[Region pointing data]
_____

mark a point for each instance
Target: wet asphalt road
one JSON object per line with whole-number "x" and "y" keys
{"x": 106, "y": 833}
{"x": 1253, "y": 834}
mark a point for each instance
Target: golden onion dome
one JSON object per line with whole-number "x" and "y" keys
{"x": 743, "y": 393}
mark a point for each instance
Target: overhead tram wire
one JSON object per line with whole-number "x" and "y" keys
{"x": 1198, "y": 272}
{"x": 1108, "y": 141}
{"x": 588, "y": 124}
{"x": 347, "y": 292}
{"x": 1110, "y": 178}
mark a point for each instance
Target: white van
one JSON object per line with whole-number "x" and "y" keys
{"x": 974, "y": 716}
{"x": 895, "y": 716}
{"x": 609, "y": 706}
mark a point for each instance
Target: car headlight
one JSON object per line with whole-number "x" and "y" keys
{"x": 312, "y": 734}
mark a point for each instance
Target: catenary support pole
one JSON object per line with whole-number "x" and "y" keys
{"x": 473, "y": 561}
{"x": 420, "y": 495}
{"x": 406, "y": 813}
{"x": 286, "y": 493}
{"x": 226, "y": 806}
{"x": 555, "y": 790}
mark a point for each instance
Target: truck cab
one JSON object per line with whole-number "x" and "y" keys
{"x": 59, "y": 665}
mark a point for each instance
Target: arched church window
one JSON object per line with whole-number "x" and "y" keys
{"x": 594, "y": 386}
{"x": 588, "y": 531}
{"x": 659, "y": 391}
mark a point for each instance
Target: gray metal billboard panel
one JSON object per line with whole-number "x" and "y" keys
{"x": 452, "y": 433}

_____

* **TASK REQUIREMENTS**: Only one span is to be repeated: the line with "Target: catenary support pole" through the final line of the entries above, word for word.

* **WORKED SOLUTION**:
Target: catenary support pole
one JSON object per line with whole-number "x" and "y" keys
{"x": 473, "y": 561}
{"x": 420, "y": 495}
{"x": 406, "y": 813}
{"x": 286, "y": 493}
{"x": 226, "y": 806}
{"x": 555, "y": 790}
mark a point for each instance
Target: truck cab
one JSON object per line with whole-number "x" and "y" keys
{"x": 59, "y": 665}
mark a point for each instance
Target: arched church window
one JSON object per line with whole-number "x" and "y" keys
{"x": 594, "y": 386}
{"x": 588, "y": 531}
{"x": 659, "y": 391}
mark a point for each instance
Target: gray metal billboard panel
one JSON object per line with whole-number "x" and "y" keys
{"x": 452, "y": 433}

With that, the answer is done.